### [Page]
-- -- --

Sep 17, 2017

Saying goodbye to summer....

This is my last post before weather officially turns to fall.  I spent the afternoon pulling out all the almost broke me. Rather than showing an absence of canna, here are some late summer highlights...

Alstroemeria (Peruvian Lily), surrounded by Cup of Gold vine:

It's a cheap florist filler, but in the garden...awesome!  I've been so happy with this Alstro that I'm going to try to get 2 more this fall. It's a fun plant--you just pop out a stalk when it's spent, and it sends out more!  Cup of Gold vine has turned out to be a beast, but in the best of ways.

Guava tree:
4 feet tall now with a lot of new growth at tips. Here's hoping winter doesn't harm it!  I think I have a somewhat sheltered microclimate there--but I guess we'll find out.  Planted 2 more Santa Barbara Daisies on the right, to surround the tree with a sort of fluffy, subtle texture.

Sunburst aeonium, being overtaken by gold lantana:

My poor sunburst. The one sunburst I didn't accidentally fry is no match for gold lantana! I might eventually take the lantana out, but it's just soooo easy: It grows like a weed around here, blooms almost constantly, & butterflies love it.

The annual bed:

It's still so lush (er, crowded, some may say) that I can't bear to pull it out & start over for winter.  In this shot: vinca, star jasmine, zinnia, tecoma, chiapas sage, and portulaca! I think I'll keep it a month more?

These last weeks have been the first time I finally saw everything coming together, like I'd envisioned. Granted, my vision is a lot busier than most, but I formulated it while at Casa Azul in Mexico City:

I was walking in Frida Kahlo's courtyard, with all the bright bougainvillea, and realized that's what I wanted--a sort of riotous, emotional, subtropical statement.  Thankfully, Jason's along for the ride.

Ain't love grand?  It is abundant.

Sep 9, 2017

Long tall Sally.

I realize that I've shown pics of Sally before. But she just keeps growing!
I went to the Huntington gardens yesterday, & one thing I like to do is go to the rose garden. Their 2 Sally Holmes growing on opposite sides of an entryway was the inspiration for our arbor.

Our arbor is a little smaller, so we just have one Sally. Here are a couple pics from this afternoon:

I love how the flowers form in clusters.  Sally forth!

Sep 1, 2017

Sunrise Serenade.

The 'Sunrise Serenade' ipomoea finally made an appearance, just in time for the tail end of summer:

It has a ruffled petal, rather than the more traditional round shape of most morning glories.  Speaking of which, 'Tickle Me Pink' has been so profuse that I thought it had taken over...I thought I might never see a 'Sunrise'... ?

-- -- --

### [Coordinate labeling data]

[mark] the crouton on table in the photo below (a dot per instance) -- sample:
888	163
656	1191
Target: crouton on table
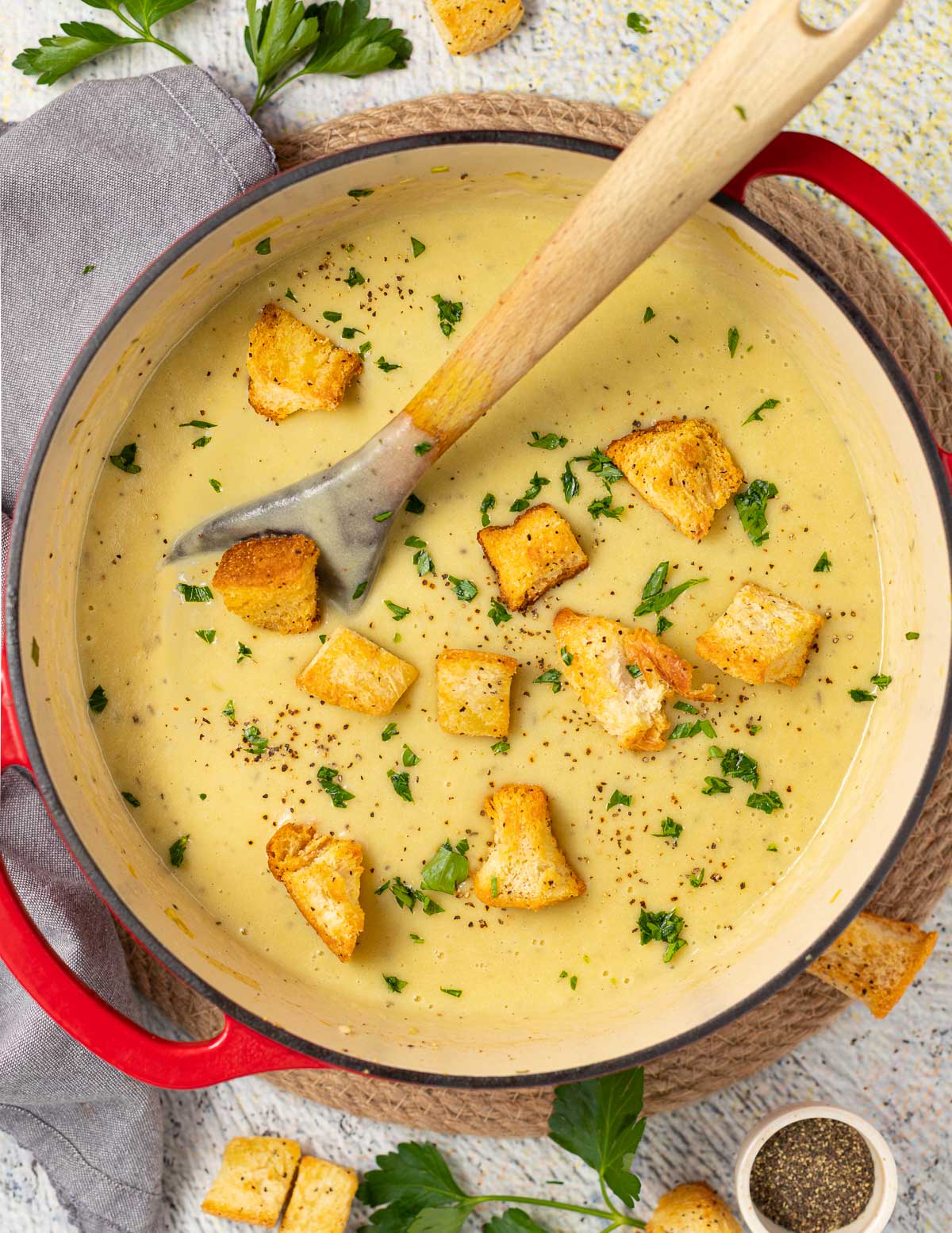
253	1180
532	555
876	961
525	867
321	1199
761	638
624	677
473	692
322	874
693	1208
681	467
293	367
353	672
469	26
271	582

-- -- --

### [Task requirements]
According to the garden blog, what was the inspiration for the arbor?

### [Completed exercise]
The two Sally Holmes roses growing on opposite sides of an entryway in the Huntington gardens' rose garden.